Stored records:

— Start —

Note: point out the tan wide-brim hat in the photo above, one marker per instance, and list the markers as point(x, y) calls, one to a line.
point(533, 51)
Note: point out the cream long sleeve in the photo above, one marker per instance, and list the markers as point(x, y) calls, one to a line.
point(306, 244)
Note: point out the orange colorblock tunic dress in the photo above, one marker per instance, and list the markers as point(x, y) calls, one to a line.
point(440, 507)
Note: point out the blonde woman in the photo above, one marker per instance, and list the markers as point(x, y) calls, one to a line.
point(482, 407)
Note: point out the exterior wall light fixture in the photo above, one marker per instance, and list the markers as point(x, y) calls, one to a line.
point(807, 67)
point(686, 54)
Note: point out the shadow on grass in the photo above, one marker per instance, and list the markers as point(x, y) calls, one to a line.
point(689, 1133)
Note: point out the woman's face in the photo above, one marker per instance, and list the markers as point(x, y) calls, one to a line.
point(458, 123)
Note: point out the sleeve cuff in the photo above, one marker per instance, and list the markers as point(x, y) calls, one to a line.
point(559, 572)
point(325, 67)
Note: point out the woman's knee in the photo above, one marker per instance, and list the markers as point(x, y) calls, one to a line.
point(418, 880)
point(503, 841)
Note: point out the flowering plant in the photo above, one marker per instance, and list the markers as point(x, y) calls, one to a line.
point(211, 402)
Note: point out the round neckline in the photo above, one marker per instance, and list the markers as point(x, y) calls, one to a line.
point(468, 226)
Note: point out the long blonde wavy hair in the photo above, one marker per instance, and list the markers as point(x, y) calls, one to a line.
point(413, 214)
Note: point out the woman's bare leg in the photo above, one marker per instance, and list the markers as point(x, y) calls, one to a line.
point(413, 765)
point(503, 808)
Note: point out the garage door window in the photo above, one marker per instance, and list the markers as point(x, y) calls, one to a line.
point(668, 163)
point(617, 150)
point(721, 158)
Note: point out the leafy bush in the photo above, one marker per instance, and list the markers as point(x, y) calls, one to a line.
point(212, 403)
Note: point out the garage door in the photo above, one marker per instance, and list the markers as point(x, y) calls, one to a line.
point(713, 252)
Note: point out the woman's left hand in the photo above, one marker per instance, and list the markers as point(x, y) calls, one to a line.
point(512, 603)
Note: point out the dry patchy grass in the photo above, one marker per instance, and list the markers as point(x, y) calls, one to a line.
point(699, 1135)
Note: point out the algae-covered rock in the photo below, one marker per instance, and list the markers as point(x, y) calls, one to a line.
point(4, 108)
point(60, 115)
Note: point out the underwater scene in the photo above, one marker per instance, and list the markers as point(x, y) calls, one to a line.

— End —

*BRIEF:* Write out each line of the data above again, exactly as given.

*SOLUTION FOR THIS EXERCISE:*
Note: point out the tan wide-brim hat in the photo above, one marker per instance, and list the markers as point(x, y) calls, one to a line.
point(533, 51)
Note: point out the cream long sleeve in the photo above, one marker per instance, and list the markers as point(x, y) calls, one to a line.
point(306, 244)
Note: point out the orange colorblock tunic dress in the photo above, one marker per instance, and list the markers as point(x, y) calls, one to a line.
point(440, 507)
Note: point out the blonde woman in the photo above, one marker per instance, and list the markers as point(x, y) calls, one to a line.
point(482, 407)
Note: point out the exterior wall light fixture in the photo above, one marker per instance, and list the markers as point(x, y) calls, one to a line.
point(807, 67)
point(686, 54)
Note: point out the shadow on grass in the photo above, one marker per instance, and list the markers as point(x, y) calls, one to a line.
point(689, 1133)
Note: point out the woman's face in the photo above, one marker per instance, and list the markers as point(x, y) calls, one to a line.
point(458, 123)
Note: point out the sleeve cuff in the photo above, one marker per instance, and list the markers as point(x, y) calls, one to a line.
point(559, 572)
point(325, 67)
Note: point out the woman's knee in the photo above, one marker per instance, and list the markers as point(x, y) calls, one to a line.
point(418, 880)
point(503, 841)
Note: point out the flowering plant in the photo above, one marker per instance, and list the markers as point(x, y) calls, one to a line.
point(211, 402)
Note: point out the round neckline in the photo above, one marker per instance, and list the markers as point(x, y) calls, one to a line.
point(468, 226)
Note: point out the long blonde wavy hair in the photo above, one marker per instance, and list the markers as point(x, y) calls, one to a line.
point(413, 214)
Note: point out the woman's bare leg in the photo above, one marker per instance, and list the markers as point(x, y) calls, one to a line.
point(413, 765)
point(503, 808)
Note: point out the garage door window in the photo above, one marker per instance, and list the markers as point(x, y) calls, one to a line.
point(668, 163)
point(617, 150)
point(721, 158)
Note: point out the leafy bush in the photo above, one marker per instance, and list the markers as point(x, y) calls, one to a line.
point(212, 403)
Note: point out the garage door in the photo above, one marker per instance, and list the markers as point(x, y) calls, one to a line.
point(713, 252)
Note: point out the woman's left hand in the photo above, one marker per instance, and list the markers as point(x, y) calls, one to a line.
point(512, 603)
Note: point out the dry patchy grass in the photo above, one marker per instance, and list the markers as point(x, y) calls, one to a line.
point(699, 1135)
Note: point out the algae-covered rock in the photo below, one marker per instance, and list the markers as point(x, y) calls, one to a line.
point(4, 108)
point(60, 115)
Note: point out the underwater scene in the photo above, one marker per instance, and list the markers as point(x, y) calls, one to a line.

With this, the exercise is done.